## Задание 1
Сократите абзац отрывка, который начинается словами «Мы должны упомянуть еще о трех статьях», и изложите его в виде списка. Главные факты этого абзаца должны сохраниться.
## Задание 2
Определите, согласуются ли с отрывком утверждения: (а) Пушкин был поэтом; (б) Шатобриан был поэтом; (в) слог разбираемой статьи всегда легок и ясен. Для каждого утверждения ответьте «да» или «нет» и дословно приведите решающие слова отрывка.

## Исходный отрывок
Мы должны упомянуть еще о трех статьях «Современника», хотя в нем их и гораздо больше. Так как мы решились однажды навсегда говорить более о том, о чем приятно говорить, а во всем прочем полагаться на красноречивую выразительность молчания, то и не стали бы говорить о двух статьях — «О литературных утратах» и «Праздник в честь Крылова» если бы они, отли­чаясь унизительною странностию и в выражении и в мыслях, а особливо первая, не заключали в себе много дельных мыслей, хорошо высказанных. Вот пример странности в мыслях: автор статьи смешивает между собою два совершенно различные поня­тия — поэта и литератора. Если одно и то же лицо может совме­щать в себе и литератора и поэта, то труды этого лица должны быть рассматриваемы с двух совершенно различных точек зрения. Пушкин был поэт, по своим поэтическим произведениям, и Пуш­кин же был литератор, как издатель журнала и автор нескольких критических и полемических статей. Автор справедливо называет Шатобриана литератором, потому справедливо, что Шатобриан писал много, но ни поэтом, ни ученым никогда не был; но назы­вать литератором Гете так же странно, как называть генералис­симуса Суворова прапорщиком Суворовым: если Гете был не толь­ко великий поэт, знаменитый ученый, но и примечательный лите­ратор, то и Суворов, будучи генералиссимусом, был и прапорщи­ком, а будучи графом и князем, был и дворянином. Высшее достоин­ство уничтожает низшее, заключая его в себе. Гомер и Шекспир были поэтами, но не были литераторами. Право, между этими двумя достоинствами не меньшее расстояние, как и между пра­порщиком и генералом.

О странностях в выражении разбираемой статьи мы не хотим распространяться, а скажем коротко, что ее слог иногда тяжел и темен. Вместо же всяких мелочных разбирательств выпишем ме­ста, особенно поразившие нас истиною и достоинством своего содержания.

 

295


Истинно великий современный писатель для нас, призванных с ним в один период умственной деятельности, является представителем того, что мы любим, к чему стремимся и чего надеемся. Он получил счастливый дар воплотить и в возможном совершенстве показать силы духовной произво­дительности своего времени. Будучи индивидуален, как всякое лицо, он вместе выражает и общность века, потому что действует под современным влиянием. Умирая, он несравненно более уносит с собою от нас, нежели от потомства, для которого всегда останется жив. В потомстве из его творений составится какая-то целость; их недвижность даст им вид полноты; по ним определят тип века. Но мы, разъединенные с тем, кто действовал для нас и в ком наслаждались мы собственною жизнию, как в ровном и звонком пульсе движением нашей крови, мы с его утратою лишаемся навсегда соб­ственных восторгов сердца. Навсегда... Другой талант, посланный в замену современника нашего, не принадлежит нам. Он будет отрадою и славою другого поколения, если судьба и ему также не откажет в том, чем награ­дила нас. В созданиях новой жизни, в движениях новой души, в гармонии обновленного языка нет уже для нас того очарования, под которым мы выросли и в которое облеклись для нас все лучшие мгновения жизни. Мы будем участвовать в новых радостях только умом, а не сердцем. Лучшие явления духа вполне и достойно оцениваются сочувствием, а не размышле­нием. Для сочувствия необходимо слияние всех звуков жизни, из которых в новом поколении многие нам чужды. За покинувшим нас современником мы обращаемся скорее к прошедшему и с грустию привыкаем к той мысли, что полный период наш уже совершился. Таким образом, смерть одною человека заставляет нас убедиться, что лучшая жизнь наша кончилась.

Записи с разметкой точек

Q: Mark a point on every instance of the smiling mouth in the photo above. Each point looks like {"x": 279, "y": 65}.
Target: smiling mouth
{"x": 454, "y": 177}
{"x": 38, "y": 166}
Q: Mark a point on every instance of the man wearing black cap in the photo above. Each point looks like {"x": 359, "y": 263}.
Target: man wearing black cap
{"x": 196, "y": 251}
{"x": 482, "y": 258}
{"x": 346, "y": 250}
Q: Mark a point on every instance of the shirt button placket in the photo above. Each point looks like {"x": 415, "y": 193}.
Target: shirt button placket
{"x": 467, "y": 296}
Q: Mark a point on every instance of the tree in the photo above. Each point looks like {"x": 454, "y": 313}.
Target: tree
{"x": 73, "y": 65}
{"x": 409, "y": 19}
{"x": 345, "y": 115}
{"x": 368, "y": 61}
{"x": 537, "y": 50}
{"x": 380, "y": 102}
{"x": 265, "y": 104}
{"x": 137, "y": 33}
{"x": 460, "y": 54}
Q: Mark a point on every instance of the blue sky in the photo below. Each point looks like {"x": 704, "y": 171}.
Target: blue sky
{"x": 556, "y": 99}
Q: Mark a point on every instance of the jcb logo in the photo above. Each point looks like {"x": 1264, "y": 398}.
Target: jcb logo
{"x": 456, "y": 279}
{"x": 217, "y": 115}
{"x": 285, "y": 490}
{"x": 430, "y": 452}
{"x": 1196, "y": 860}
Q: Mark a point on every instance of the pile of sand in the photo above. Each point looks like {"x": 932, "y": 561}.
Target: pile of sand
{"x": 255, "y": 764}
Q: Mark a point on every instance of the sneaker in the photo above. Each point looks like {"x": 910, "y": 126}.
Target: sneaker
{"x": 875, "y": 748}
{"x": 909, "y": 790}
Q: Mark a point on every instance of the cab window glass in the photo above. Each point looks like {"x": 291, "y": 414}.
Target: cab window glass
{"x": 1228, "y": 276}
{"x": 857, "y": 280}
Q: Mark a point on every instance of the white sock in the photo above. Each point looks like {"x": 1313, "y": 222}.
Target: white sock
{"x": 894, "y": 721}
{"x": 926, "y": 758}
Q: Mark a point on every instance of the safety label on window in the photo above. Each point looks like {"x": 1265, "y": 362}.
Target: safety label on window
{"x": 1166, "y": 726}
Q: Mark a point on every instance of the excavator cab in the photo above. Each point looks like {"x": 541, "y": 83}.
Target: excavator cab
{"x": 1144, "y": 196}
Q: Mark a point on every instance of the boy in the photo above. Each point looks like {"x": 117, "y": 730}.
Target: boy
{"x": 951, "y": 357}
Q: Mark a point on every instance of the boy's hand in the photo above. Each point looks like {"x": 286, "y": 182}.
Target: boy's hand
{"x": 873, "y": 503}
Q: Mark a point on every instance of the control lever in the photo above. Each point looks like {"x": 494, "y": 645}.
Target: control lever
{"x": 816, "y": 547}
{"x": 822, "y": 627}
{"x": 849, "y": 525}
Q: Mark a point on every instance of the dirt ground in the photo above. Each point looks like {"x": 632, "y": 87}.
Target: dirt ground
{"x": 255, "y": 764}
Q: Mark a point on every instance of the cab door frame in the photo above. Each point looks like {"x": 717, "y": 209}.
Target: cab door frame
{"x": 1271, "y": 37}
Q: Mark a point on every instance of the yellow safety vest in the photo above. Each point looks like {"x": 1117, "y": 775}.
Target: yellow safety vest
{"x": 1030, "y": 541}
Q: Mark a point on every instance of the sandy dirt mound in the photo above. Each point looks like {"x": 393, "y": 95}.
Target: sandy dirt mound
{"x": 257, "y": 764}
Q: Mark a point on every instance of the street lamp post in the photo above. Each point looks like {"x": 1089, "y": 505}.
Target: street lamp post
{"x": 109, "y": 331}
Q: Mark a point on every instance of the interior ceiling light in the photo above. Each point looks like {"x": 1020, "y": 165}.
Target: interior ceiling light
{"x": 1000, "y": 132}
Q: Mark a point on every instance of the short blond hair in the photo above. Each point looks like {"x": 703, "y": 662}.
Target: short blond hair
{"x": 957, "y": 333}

## Письменный ответ 1
- Автор упоминает еще три статьи «Современника», хотя их там гораздо больше.
- О статьях «О литературных утратах» и «Праздник в честь Крылова» он не стал бы говорить, но в них, несмотря на странность мыслей и выражения (особенно в первой), много дельных и хорошо высказанных мыслей.
- Пример странности: автор статьи смешивает понятия поэта и литератора.
- Если одно лицо и поэт, и литератор, его труды надо рассматривать с двух разных точек зрения. Так, Пушкин был поэтом по своим произведениям и литератором как издатель журнала и автор критических и полемических статей.
- Шатобриана автор статьи справедливо называет литератором, потому что тот писал много, но не был ни поэтом, ни ученым.
- Называть Гете литератором так же странно, как называть генералиссимуса Суворова прапорщиком, ведь высшее достоинство уничтожает низшее, заключая его в себе.
- Гомер и Шекспир были поэтами, но не литераторами. Расстояние между этими двумя достоинствами не меньше, чем между прапорщиком и генералом.

## Письменный ответ 2
(а) Да: «Пушкин был поэт, по своим поэтическим произведениям».
(б) Нет: «ни поэтом, ни ученым никогда не был».
(в) Нет: «ее слог иногда тяжел и темен».